__INSTRUCTIONS TO FOLLOW__.
Pick out each line in the entries below that contains the word "coat" and copy those lines.

============================================================

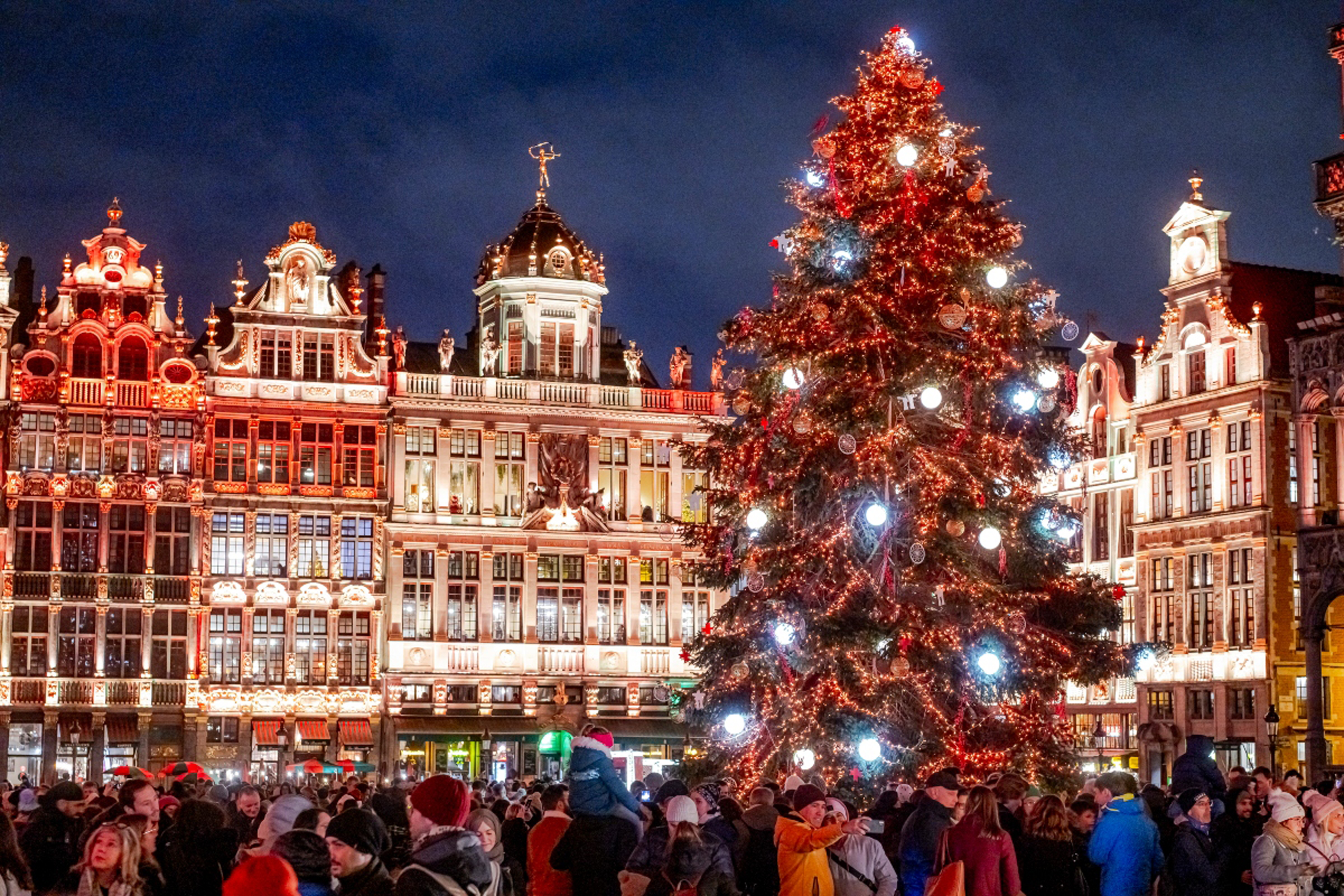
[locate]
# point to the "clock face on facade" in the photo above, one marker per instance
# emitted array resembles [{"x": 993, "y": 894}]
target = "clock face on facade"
[{"x": 1193, "y": 253}]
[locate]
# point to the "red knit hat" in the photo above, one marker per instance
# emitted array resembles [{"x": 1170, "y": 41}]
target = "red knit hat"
[
  {"x": 444, "y": 800},
  {"x": 262, "y": 876}
]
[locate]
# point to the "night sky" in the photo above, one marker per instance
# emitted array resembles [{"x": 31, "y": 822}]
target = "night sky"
[{"x": 401, "y": 131}]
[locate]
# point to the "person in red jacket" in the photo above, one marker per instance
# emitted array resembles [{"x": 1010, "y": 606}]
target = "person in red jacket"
[
  {"x": 544, "y": 880},
  {"x": 987, "y": 851}
]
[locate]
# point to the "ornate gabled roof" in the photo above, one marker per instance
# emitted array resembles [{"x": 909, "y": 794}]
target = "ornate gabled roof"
[{"x": 542, "y": 245}]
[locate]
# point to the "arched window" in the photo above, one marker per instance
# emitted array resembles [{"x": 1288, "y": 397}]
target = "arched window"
[
  {"x": 87, "y": 356},
  {"x": 133, "y": 360},
  {"x": 1100, "y": 433}
]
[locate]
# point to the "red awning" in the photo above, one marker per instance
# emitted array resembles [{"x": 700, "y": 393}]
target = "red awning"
[
  {"x": 314, "y": 730},
  {"x": 357, "y": 734},
  {"x": 265, "y": 731},
  {"x": 123, "y": 730}
]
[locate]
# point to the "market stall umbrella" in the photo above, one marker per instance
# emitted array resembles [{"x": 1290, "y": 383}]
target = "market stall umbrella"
[{"x": 182, "y": 769}]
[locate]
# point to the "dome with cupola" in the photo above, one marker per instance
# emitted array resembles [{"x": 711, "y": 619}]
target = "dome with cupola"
[{"x": 542, "y": 245}]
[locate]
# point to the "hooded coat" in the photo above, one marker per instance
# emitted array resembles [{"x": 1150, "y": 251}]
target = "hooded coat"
[
  {"x": 1195, "y": 770},
  {"x": 595, "y": 786},
  {"x": 453, "y": 854},
  {"x": 1125, "y": 847}
]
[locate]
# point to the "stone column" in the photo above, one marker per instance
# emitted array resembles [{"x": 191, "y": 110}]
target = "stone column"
[
  {"x": 1315, "y": 720},
  {"x": 1306, "y": 507}
]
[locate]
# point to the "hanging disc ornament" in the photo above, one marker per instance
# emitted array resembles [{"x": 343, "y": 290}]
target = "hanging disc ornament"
[{"x": 952, "y": 316}]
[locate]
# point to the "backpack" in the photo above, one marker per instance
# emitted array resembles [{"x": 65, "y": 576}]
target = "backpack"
[
  {"x": 760, "y": 871},
  {"x": 453, "y": 888}
]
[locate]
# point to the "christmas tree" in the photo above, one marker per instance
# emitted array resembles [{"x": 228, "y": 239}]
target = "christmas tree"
[{"x": 901, "y": 590}]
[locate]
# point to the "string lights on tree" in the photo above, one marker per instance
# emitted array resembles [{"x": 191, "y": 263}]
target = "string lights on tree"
[{"x": 874, "y": 506}]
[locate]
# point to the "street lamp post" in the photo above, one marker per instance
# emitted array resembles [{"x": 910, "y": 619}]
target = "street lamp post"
[{"x": 1272, "y": 724}]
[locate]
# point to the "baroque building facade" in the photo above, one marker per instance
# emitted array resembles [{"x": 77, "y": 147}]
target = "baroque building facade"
[
  {"x": 101, "y": 609},
  {"x": 535, "y": 577}
]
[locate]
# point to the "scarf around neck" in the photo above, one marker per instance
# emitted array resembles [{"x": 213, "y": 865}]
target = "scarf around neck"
[{"x": 1283, "y": 836}]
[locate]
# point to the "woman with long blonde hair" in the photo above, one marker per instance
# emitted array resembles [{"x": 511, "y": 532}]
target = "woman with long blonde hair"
[
  {"x": 111, "y": 863},
  {"x": 987, "y": 851},
  {"x": 1050, "y": 863}
]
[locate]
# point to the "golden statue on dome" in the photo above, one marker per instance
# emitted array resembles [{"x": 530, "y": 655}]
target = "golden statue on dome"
[{"x": 544, "y": 152}]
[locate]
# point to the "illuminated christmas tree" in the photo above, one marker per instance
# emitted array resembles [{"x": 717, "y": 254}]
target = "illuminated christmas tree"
[{"x": 902, "y": 590}]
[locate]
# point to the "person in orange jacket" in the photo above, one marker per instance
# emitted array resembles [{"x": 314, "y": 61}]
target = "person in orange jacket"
[{"x": 803, "y": 842}]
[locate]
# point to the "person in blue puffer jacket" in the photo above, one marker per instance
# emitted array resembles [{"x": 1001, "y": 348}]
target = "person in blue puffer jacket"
[
  {"x": 1124, "y": 844},
  {"x": 595, "y": 786}
]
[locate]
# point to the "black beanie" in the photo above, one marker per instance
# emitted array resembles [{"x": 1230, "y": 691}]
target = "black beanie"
[
  {"x": 361, "y": 829},
  {"x": 307, "y": 854}
]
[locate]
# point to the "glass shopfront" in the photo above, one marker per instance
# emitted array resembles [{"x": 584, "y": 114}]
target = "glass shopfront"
[{"x": 25, "y": 751}]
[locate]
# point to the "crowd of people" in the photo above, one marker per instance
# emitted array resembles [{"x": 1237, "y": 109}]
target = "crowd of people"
[{"x": 1210, "y": 833}]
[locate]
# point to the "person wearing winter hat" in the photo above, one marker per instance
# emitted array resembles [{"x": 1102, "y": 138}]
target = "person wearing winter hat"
[
  {"x": 307, "y": 855},
  {"x": 1323, "y": 836},
  {"x": 445, "y": 856},
  {"x": 711, "y": 821},
  {"x": 857, "y": 861},
  {"x": 355, "y": 843},
  {"x": 1197, "y": 864},
  {"x": 803, "y": 837},
  {"x": 262, "y": 875},
  {"x": 1279, "y": 856}
]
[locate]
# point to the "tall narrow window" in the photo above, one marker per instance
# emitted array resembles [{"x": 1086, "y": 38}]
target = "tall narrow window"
[
  {"x": 507, "y": 610},
  {"x": 315, "y": 534},
  {"x": 123, "y": 657},
  {"x": 271, "y": 558},
  {"x": 359, "y": 456},
  {"x": 418, "y": 596},
  {"x": 269, "y": 647},
  {"x": 80, "y": 538},
  {"x": 611, "y": 601},
  {"x": 226, "y": 645},
  {"x": 357, "y": 547},
  {"x": 316, "y": 442},
  {"x": 655, "y": 459},
  {"x": 612, "y": 475},
  {"x": 127, "y": 538},
  {"x": 510, "y": 471},
  {"x": 464, "y": 573},
  {"x": 353, "y": 648},
  {"x": 464, "y": 469},
  {"x": 273, "y": 444},
  {"x": 311, "y": 648},
  {"x": 420, "y": 469},
  {"x": 226, "y": 545},
  {"x": 230, "y": 451}
]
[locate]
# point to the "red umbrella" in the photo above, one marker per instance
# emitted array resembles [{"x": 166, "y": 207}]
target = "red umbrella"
[{"x": 182, "y": 769}]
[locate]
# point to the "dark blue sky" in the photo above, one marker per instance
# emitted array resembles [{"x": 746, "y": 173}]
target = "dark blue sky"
[{"x": 401, "y": 131}]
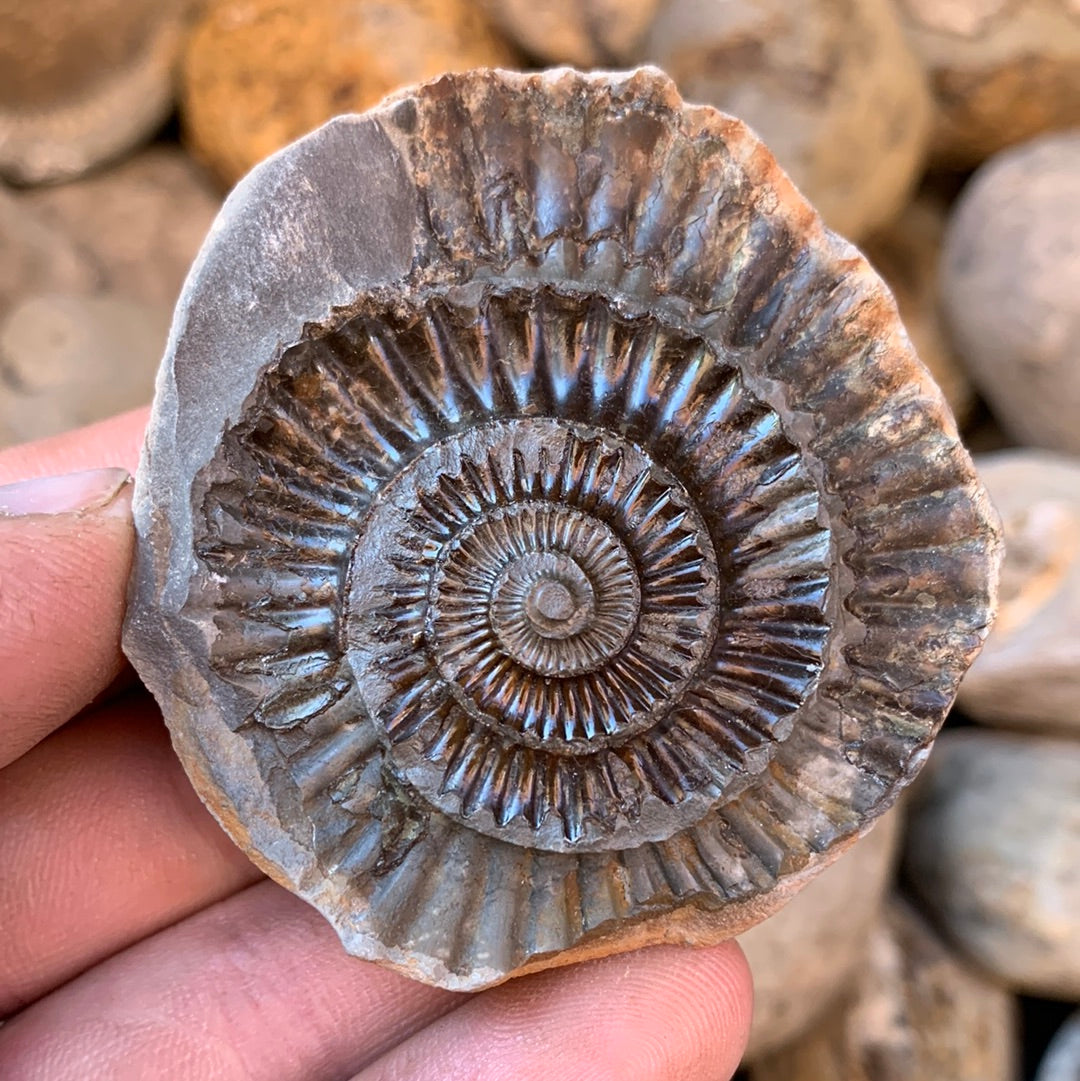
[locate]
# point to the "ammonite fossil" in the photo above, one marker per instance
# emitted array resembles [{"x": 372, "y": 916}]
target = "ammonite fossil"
[{"x": 548, "y": 541}]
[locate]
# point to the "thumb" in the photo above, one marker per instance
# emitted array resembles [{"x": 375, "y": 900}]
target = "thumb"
[{"x": 65, "y": 555}]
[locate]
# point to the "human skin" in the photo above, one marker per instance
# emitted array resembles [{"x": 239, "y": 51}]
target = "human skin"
[{"x": 136, "y": 941}]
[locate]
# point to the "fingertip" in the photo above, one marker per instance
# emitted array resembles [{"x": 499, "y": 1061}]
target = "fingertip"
[{"x": 64, "y": 573}]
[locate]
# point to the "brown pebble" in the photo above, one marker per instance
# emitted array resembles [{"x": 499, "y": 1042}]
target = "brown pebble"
[
  {"x": 906, "y": 254},
  {"x": 1001, "y": 70},
  {"x": 68, "y": 360},
  {"x": 916, "y": 1013},
  {"x": 140, "y": 223},
  {"x": 585, "y": 32},
  {"x": 1010, "y": 282},
  {"x": 82, "y": 82},
  {"x": 803, "y": 957},
  {"x": 257, "y": 74},
  {"x": 1028, "y": 675},
  {"x": 832, "y": 89},
  {"x": 992, "y": 852}
]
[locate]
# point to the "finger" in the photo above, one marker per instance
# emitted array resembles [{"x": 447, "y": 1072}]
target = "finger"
[
  {"x": 65, "y": 555},
  {"x": 661, "y": 1014},
  {"x": 112, "y": 843},
  {"x": 256, "y": 987},
  {"x": 114, "y": 442}
]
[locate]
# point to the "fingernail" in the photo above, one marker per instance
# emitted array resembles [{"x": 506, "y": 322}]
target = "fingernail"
[{"x": 87, "y": 492}]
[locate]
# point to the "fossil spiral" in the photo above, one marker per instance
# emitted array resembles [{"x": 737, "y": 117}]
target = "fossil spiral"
[{"x": 548, "y": 541}]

============================================================

__FINISHED TASK__.
# point to the "hooded coat" in the photo above, one marker per instance
target = "hooded coat"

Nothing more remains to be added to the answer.